### WRITTEN PROBLEM
Render every line of the listing below as a Markdown table with the columns Row and Line, numbering the rows in order. Skip blank lines and leave the pictures out.

### DATASET RECORDS
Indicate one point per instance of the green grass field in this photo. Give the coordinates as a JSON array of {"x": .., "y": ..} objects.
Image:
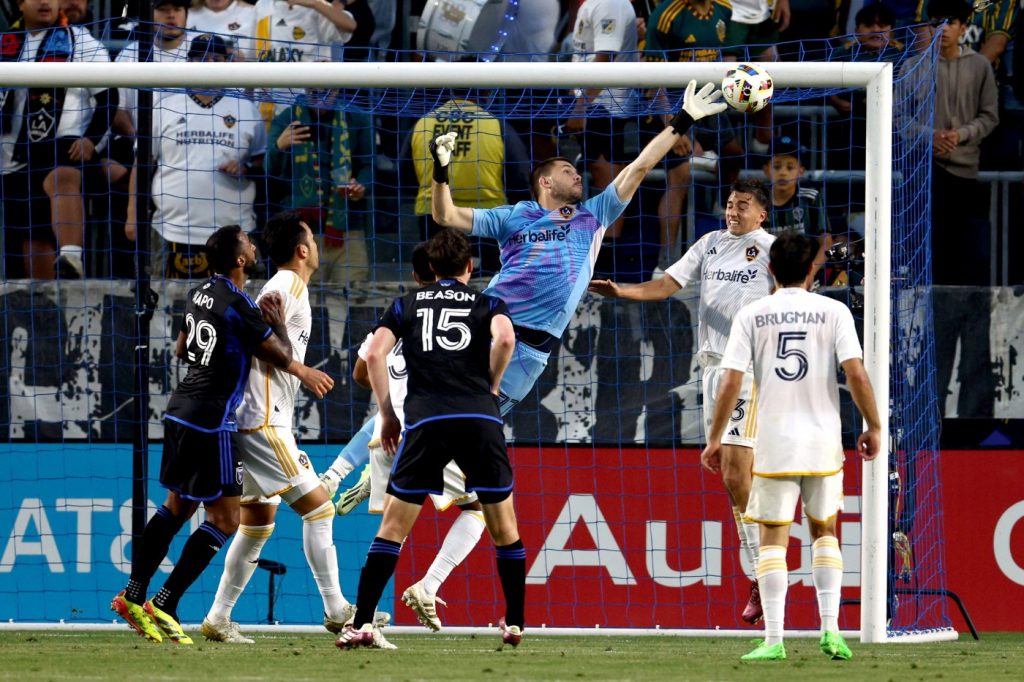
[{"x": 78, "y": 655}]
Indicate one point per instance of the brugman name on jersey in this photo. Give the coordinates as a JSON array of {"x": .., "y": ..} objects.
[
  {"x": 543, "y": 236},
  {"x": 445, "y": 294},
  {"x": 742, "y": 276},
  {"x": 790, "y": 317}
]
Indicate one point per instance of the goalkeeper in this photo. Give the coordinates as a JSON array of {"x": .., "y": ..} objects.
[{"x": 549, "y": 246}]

### COMPLETED EXERCISE
| Row | Line |
|---|---|
| 1 | Indicate one point per instance of the green grass field in this photo. Give the coordinates as a JSON array of {"x": .., "y": ..} objects. |
| 2 | Image: |
| 3 | [{"x": 78, "y": 655}] |
| 4 | Indicate one point per instance of the brugman name on jersey in this photo. Give the coordinates as a JSON array of {"x": .., "y": ..} objects. |
| 5 | [ |
| 6 |   {"x": 543, "y": 236}, |
| 7 |   {"x": 445, "y": 294}, |
| 8 |   {"x": 742, "y": 276}, |
| 9 |   {"x": 790, "y": 317} |
| 10 | ] |
| 11 | Indicate one point per instance of the goalkeeper in this photo. Give the coordinates as a JSON array of {"x": .., "y": ..} objects. |
| 12 | [{"x": 549, "y": 246}] |